Document segment:

-- Opening Marker --

SCIENCE AT THE SHINE DOME canberra 3 - 5 may 2006

Professor Evan Simpson
Director, Prince Henry’s Institute of Medical Research, Monash University, Melbourne

Evan Simpson's research group were the first to clone the gene encoding aromatase, the enzyme responsible for oestrogen biosynthesis, and to show that tissue-specific regulation was under the control of tissue-specific promoters. In post-menopausal women, oestrogen action in breast, brain and bone is due to local production in these respective sites. New therapies for breast cancer prevent the formation of oestrogen in the breast – where it is implicated in cancer development – but would spare it in sites such as bone, brain and blood vessels, where it has important functions. Evan's group also generated a mouse in which the aromatase gene is inactivated. The mouse exhibits a range of symptoms: infertility and lack of libido in both sexes; loss of bone mineralisation in both sexes; cardio- and cerebro-vascular defects; a Metabolic Syndrome including obesity, fatty liver and insulin resistance; and behavioural defects including compulsive traits. Many of these symptoms are also found in humans with inactivating mutations in the aromatase gene. Thus estrogens have a variety of roles in both males and females, some of which have nothing to do with reproduction, and some of which were quite unexpected.


Oestrogens – the good, the bad, and the unexpected

Models of oestrogen insufficiency have revealed new and unexpected roles for estrogens in both males and females. These models include natural mutations in the gene encoding aromatase, the enzyme responsible for oestrogen biosynthesis, as well as mouse knock outs of aromatase and the oestrogen receptors. Many of these roles apply equally to males and females – for example, loss of fertility and libido – but also bone loss, cardio- and cerebro-vascular defects, obesity, insulin resistance and the Metabolic Syndrome. Thus oestrogens are involved in many aspects of physiology in both sexes.

-- Closing Marker --

Listed records:
-- Opening Marker --

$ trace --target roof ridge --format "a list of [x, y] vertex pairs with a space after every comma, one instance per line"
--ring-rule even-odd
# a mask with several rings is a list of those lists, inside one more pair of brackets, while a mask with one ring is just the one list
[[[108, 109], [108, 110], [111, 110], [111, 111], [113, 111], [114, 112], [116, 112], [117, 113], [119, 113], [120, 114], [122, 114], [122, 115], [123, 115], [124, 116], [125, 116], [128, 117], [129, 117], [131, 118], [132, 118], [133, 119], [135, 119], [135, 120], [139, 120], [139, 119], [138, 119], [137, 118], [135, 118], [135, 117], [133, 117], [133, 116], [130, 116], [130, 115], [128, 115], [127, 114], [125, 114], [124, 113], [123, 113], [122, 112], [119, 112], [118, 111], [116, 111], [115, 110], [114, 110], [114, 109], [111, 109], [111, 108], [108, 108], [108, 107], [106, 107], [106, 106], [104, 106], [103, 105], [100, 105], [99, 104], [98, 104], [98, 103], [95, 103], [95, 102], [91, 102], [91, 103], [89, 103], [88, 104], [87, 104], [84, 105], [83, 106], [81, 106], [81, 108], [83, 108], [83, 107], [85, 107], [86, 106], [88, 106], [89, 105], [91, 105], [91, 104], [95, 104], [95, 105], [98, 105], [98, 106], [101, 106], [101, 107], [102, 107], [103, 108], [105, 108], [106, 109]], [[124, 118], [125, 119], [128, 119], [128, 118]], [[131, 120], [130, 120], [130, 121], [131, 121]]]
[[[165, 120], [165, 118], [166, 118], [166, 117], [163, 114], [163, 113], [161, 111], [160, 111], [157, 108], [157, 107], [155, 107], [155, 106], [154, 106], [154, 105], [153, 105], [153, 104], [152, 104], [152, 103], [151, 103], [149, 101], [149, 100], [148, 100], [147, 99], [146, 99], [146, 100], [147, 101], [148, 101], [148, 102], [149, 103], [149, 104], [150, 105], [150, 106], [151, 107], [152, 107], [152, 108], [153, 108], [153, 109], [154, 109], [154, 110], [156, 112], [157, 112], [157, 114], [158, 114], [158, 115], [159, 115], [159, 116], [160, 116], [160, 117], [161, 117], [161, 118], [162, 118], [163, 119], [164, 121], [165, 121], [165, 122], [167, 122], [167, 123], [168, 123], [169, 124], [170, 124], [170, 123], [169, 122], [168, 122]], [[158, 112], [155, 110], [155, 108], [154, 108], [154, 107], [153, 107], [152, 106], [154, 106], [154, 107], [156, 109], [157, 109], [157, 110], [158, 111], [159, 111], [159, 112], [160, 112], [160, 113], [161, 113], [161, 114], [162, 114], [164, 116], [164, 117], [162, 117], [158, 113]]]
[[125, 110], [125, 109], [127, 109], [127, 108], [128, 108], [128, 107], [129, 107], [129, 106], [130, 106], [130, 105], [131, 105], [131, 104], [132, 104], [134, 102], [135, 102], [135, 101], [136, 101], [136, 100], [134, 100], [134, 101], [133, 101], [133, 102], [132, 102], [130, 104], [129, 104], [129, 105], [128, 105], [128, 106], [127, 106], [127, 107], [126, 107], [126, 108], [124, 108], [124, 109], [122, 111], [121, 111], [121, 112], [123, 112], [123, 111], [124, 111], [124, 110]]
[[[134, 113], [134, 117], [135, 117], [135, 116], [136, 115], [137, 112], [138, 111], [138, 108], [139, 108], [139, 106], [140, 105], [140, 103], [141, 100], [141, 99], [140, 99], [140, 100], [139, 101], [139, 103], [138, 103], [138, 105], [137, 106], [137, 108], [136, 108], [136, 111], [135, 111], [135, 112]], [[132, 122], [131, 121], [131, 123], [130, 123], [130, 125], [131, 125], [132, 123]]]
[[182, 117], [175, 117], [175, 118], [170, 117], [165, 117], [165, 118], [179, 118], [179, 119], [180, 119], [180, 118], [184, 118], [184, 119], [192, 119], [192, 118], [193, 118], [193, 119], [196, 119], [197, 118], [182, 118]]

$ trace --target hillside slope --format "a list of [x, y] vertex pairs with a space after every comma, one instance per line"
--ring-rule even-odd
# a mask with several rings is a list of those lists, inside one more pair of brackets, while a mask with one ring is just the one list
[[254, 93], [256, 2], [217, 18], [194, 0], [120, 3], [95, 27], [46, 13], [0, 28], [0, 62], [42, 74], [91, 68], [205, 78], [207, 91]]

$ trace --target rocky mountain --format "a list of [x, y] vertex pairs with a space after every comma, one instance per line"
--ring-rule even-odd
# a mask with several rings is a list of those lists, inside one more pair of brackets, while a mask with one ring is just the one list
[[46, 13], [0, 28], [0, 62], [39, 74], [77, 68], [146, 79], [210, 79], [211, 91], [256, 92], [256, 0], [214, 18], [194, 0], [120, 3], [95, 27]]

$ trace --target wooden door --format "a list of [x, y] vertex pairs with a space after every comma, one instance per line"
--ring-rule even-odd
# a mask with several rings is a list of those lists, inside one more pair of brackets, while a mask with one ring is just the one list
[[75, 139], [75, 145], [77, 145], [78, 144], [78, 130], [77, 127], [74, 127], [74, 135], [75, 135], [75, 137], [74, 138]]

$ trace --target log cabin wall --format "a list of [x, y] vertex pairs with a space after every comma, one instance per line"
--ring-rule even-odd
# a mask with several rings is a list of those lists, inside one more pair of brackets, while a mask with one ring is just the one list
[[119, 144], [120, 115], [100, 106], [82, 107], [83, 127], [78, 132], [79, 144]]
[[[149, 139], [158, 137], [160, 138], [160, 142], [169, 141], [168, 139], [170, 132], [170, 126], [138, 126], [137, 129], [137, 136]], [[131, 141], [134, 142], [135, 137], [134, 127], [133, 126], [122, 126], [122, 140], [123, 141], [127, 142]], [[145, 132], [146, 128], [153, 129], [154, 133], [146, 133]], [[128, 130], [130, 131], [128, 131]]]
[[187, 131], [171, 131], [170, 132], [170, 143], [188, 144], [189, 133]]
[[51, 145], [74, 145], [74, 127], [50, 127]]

-- Closing Marker --

Required tasks:
[a] Based on the oestrogen text above, say whether each statement agrees with it: (i) Evan Simpson's research group was the first to clone the gene encoding aromatase; (ii) the mouse with an inactivated aromatase gene shows infertility only in females; (iii) the new breast cancer therapies also prevent oestrogen formation in bone. For each, answer yes or no and quote the words of the text that decide it.
[b] Translate this sentence from the oestrogen text into French: "Thus oestrogens are involved in many aspects of physiology in both sexes."

Per-task outputs:
[a]
(i) Yes: "Evan Simpson's research group were the first to clone the gene encoding aromatase"
(ii) No: "infertility and lack of libido in both sexes"
(iii) No: "but would spare it in sites such as bone, brain and blood vessels"

[b] Ainsi, les œstrogènes interviennent dans de nombreux aspects de la physiologie chez les deux sexes.